■ What needs to be done:
Whenever a line of the records below contains the word "white", copy that line.

■ Records provided:

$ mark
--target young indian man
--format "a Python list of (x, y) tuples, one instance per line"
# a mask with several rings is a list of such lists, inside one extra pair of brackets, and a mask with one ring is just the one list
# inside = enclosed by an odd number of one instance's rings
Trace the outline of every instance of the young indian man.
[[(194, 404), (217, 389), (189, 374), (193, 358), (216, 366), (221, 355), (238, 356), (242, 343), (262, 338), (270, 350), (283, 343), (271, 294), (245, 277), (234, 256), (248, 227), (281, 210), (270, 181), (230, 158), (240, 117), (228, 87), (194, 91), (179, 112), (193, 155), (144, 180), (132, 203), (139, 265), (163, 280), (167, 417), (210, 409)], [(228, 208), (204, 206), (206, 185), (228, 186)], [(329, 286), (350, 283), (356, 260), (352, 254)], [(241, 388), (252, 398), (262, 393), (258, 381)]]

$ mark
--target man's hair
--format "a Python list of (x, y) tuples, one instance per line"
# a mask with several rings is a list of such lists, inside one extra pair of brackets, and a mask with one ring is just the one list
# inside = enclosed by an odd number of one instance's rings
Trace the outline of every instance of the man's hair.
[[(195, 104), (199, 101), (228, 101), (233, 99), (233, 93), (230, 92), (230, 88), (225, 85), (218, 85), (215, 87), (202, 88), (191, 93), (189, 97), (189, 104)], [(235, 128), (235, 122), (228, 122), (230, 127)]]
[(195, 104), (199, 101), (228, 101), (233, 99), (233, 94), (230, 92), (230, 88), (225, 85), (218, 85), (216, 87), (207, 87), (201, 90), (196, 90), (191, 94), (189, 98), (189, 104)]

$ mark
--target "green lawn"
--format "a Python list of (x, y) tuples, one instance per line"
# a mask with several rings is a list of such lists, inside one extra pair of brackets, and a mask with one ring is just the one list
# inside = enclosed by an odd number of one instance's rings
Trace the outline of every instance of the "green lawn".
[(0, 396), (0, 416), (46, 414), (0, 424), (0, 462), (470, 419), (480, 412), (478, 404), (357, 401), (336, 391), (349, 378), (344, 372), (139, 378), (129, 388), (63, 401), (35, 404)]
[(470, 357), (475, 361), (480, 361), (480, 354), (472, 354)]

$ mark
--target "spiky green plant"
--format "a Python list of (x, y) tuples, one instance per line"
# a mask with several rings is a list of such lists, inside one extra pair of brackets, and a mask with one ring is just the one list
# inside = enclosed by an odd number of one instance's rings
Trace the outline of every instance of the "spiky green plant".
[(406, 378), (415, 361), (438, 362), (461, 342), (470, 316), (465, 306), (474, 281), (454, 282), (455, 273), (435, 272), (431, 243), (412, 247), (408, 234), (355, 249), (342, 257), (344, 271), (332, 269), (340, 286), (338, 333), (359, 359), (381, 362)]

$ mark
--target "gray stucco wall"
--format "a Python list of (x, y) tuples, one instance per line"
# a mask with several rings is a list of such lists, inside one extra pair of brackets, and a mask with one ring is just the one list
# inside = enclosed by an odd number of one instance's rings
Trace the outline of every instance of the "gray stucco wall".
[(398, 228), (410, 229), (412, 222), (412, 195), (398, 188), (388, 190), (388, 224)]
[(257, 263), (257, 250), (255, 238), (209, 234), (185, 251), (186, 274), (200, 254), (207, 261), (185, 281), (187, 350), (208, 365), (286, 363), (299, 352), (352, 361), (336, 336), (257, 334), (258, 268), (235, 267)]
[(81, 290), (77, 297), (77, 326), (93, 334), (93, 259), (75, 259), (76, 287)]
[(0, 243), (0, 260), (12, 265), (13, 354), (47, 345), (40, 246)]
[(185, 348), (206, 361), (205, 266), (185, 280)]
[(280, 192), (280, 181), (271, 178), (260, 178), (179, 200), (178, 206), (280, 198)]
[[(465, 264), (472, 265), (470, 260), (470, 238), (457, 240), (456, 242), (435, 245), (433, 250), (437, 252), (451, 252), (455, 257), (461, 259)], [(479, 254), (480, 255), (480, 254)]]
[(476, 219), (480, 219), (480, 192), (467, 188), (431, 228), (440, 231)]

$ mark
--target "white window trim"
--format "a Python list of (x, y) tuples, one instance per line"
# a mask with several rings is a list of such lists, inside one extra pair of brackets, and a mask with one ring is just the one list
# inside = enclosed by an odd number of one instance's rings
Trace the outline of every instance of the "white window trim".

■ Answer box:
--target "white window trim"
Trace the outline of every instance of the "white window trim".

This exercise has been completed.